## Brief
Can you lay out each line of the material below as one string in a JSON list, skipping blank lines and leaving out the picture?

:: Supplied records

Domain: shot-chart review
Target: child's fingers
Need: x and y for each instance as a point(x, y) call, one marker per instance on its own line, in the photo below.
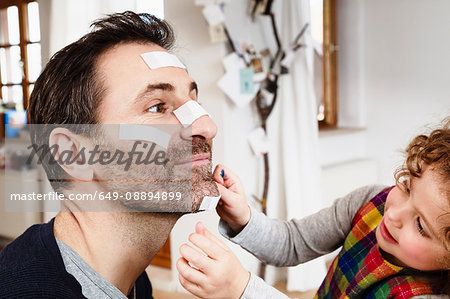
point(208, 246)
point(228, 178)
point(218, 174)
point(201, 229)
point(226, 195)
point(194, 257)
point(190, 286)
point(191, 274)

::::

## Exercise solution
[
  "Domain: shot-chart review",
  "Target: child's fingers",
  "Need: x and y for each instance as a point(x, y) call, one marker per instance on its own line, in the photo below.",
  "point(208, 246)",
  "point(228, 178)",
  "point(218, 174)",
  "point(201, 229)",
  "point(226, 195)",
  "point(194, 257)",
  "point(190, 286)",
  "point(191, 274)"
]